YOUR INSTRUCTIONS.
Give back the full material, exactly as it reads.

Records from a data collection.

* start *

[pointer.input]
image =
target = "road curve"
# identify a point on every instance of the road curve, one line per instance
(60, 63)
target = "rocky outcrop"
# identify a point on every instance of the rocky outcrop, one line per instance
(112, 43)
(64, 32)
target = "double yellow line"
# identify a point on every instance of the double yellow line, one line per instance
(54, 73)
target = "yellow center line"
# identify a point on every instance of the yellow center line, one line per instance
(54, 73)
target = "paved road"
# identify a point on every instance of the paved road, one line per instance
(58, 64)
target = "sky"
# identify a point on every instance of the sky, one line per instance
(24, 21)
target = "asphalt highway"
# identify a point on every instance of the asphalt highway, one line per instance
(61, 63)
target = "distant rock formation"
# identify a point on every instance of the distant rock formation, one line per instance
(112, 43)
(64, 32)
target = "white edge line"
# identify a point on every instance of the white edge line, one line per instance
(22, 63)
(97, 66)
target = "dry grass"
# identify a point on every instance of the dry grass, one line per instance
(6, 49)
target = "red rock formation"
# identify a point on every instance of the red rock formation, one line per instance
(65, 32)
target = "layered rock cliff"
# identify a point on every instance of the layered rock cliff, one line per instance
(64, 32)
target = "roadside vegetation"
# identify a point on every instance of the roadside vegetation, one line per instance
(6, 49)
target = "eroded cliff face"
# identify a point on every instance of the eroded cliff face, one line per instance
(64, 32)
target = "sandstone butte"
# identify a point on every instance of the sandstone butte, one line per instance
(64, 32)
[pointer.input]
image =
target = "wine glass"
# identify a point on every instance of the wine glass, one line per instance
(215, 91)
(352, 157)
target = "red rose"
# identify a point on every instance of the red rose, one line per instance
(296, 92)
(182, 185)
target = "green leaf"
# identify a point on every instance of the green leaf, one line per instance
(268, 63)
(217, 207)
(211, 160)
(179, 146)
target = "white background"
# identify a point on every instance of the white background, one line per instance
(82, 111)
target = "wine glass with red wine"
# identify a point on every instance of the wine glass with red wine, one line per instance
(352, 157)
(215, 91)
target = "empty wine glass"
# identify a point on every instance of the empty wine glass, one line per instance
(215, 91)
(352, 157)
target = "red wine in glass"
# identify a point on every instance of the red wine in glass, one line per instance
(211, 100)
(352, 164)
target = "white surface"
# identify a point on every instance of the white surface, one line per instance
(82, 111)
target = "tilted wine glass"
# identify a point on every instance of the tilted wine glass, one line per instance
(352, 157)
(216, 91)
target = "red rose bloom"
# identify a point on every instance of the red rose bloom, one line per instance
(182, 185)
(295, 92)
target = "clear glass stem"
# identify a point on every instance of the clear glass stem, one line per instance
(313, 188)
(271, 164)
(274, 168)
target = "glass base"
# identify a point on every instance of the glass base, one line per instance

* end *

RESPONSE TO THIS TASK.
[pointer.input]
image =
target = "road curve"
# identify a point on every instance of the road curve, one line per instance
(60, 63)
target = "rocky outcrop"
# identify a point on every instance of the rocky outcrop, one line per instance
(112, 43)
(64, 32)
target = "double yellow line"
# identify a point on every instance of the double yellow line, one line per instance
(54, 73)
target = "yellow center line"
# identify a point on every instance of the yellow center line, one line per instance
(54, 73)
target = "paved road"
# identify a point on every instance of the paved road, one line per instance
(58, 64)
target = "sky"
# identify a point on every instance of the sky, one line per instance
(24, 21)
target = "asphalt highway"
# identify a point on every instance of the asphalt highway, one line per instance
(61, 63)
target = "distant rock formation"
# identify a point on every instance of the distant rock formation, one line per instance
(112, 43)
(64, 32)
target = "white edge line"
# identify a point on every instance of the white edge line, one line per instance
(22, 63)
(97, 66)
target = "dry grass"
# identify a point on every instance of the dry grass, one line per instance
(6, 49)
target = "red rock formation"
# identify a point on every instance of the red rock formation, one line per instance
(65, 32)
target = "layered rock cliff"
# identify a point on every instance of the layered rock cliff, one line per instance
(64, 32)
target = "roadside vegetation"
# identify a point on every instance of the roadside vegetation, one line per instance
(6, 49)
target = "eroded cliff face"
# identify a point on every instance of the eroded cliff face, one line per instance
(64, 32)
target = "sandstone butte"
# identify a point on every instance of the sandstone butte, one line per instance
(64, 32)
[pointer.input]
image =
target = "wine glass"
# identify a point on every instance of the wine glass, one line per instance
(215, 91)
(352, 157)
target = "red rose"
# identify a point on every instance of the red rose, one line per instance
(296, 92)
(182, 185)
target = "green leaf"
# identify a point on every instance of the green leaf, one line per instance
(268, 63)
(217, 207)
(211, 160)
(179, 146)
target = "white background"
# identify a point on every instance of the white background, one line per instance
(82, 111)
target = "wine glass with red wine"
# identify a point on every instance of the wine glass with red wine, one line per instance
(352, 157)
(215, 91)
target = "empty wine glass"
# identify a point on every instance of the empty wine glass, one line per instance
(215, 91)
(352, 157)
target = "red wine in glass"
# identify a point on every instance of the red wine in glass, one line per instance
(211, 100)
(352, 164)
target = "white surface"
# identify a point on every instance of the white surface, one line per instance
(82, 111)
target = "tilted wine glass"
# identify a point on every instance of the tilted wine glass, one line per instance
(352, 157)
(216, 91)
target = "red rose bloom"
# identify a point on every instance of the red rose bloom, one line per instance
(182, 185)
(295, 92)
target = "clear glass stem"
# identify a point on every instance of the clear glass stem, one line per instance
(313, 188)
(271, 164)
(274, 168)
target = "glass base"
# identify a point on every instance of the glass base, one line per instance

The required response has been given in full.